REQUIRED WORK
Count the lines in the items below that contain the string "instances", treating uppercase and lowercase as different, and reply with the number alone.

(Collected data entries)
▬▬▬▬▬▬▬▬▬▬
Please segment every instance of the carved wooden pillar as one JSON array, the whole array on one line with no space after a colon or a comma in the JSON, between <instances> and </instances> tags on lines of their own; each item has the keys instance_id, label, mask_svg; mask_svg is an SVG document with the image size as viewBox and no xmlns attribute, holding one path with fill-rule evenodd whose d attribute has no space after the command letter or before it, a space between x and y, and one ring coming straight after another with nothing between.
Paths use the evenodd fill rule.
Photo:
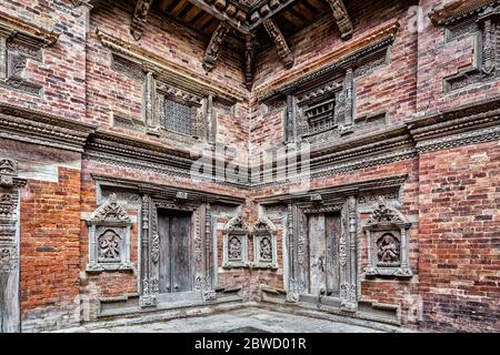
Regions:
<instances>
[{"instance_id":1,"label":"carved wooden pillar","mask_svg":"<svg viewBox=\"0 0 500 355\"><path fill-rule=\"evenodd\" d=\"M294 284L297 292L309 290L309 275L307 265L308 252L308 217L298 206L293 206L294 231Z\"/></svg>"},{"instance_id":2,"label":"carved wooden pillar","mask_svg":"<svg viewBox=\"0 0 500 355\"><path fill-rule=\"evenodd\" d=\"M346 128L350 128L353 124L353 109L354 109L354 73L352 69L348 69L346 73L344 82L344 95L346 95Z\"/></svg>"},{"instance_id":3,"label":"carved wooden pillar","mask_svg":"<svg viewBox=\"0 0 500 355\"><path fill-rule=\"evenodd\" d=\"M20 332L19 189L17 162L0 159L0 333Z\"/></svg>"},{"instance_id":4,"label":"carved wooden pillar","mask_svg":"<svg viewBox=\"0 0 500 355\"><path fill-rule=\"evenodd\" d=\"M148 22L148 13L151 2L152 0L138 0L136 3L132 22L130 23L130 33L136 41L139 41L142 37L146 23Z\"/></svg>"},{"instance_id":5,"label":"carved wooden pillar","mask_svg":"<svg viewBox=\"0 0 500 355\"><path fill-rule=\"evenodd\" d=\"M210 203L207 203L204 211L204 270L207 273L207 290L213 290L213 263L212 263L212 250L213 235L212 235L212 210Z\"/></svg>"},{"instance_id":6,"label":"carved wooden pillar","mask_svg":"<svg viewBox=\"0 0 500 355\"><path fill-rule=\"evenodd\" d=\"M216 139L217 139L217 119L214 116L213 113L213 97L212 95L208 95L207 100L207 106L206 106L206 135L207 135L207 141L209 143L216 143Z\"/></svg>"},{"instance_id":7,"label":"carved wooden pillar","mask_svg":"<svg viewBox=\"0 0 500 355\"><path fill-rule=\"evenodd\" d=\"M358 207L357 199L350 196L349 205L349 275L350 275L350 291L349 291L349 308L356 311L358 308L357 282L358 282L358 253L357 253L357 236L358 236Z\"/></svg>"},{"instance_id":8,"label":"carved wooden pillar","mask_svg":"<svg viewBox=\"0 0 500 355\"><path fill-rule=\"evenodd\" d=\"M354 27L347 12L346 6L342 0L327 0L333 11L333 17L339 27L340 37L343 40L348 40L352 37Z\"/></svg>"}]
</instances>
▬▬▬▬▬▬▬▬▬▬
FULL OUTPUT
3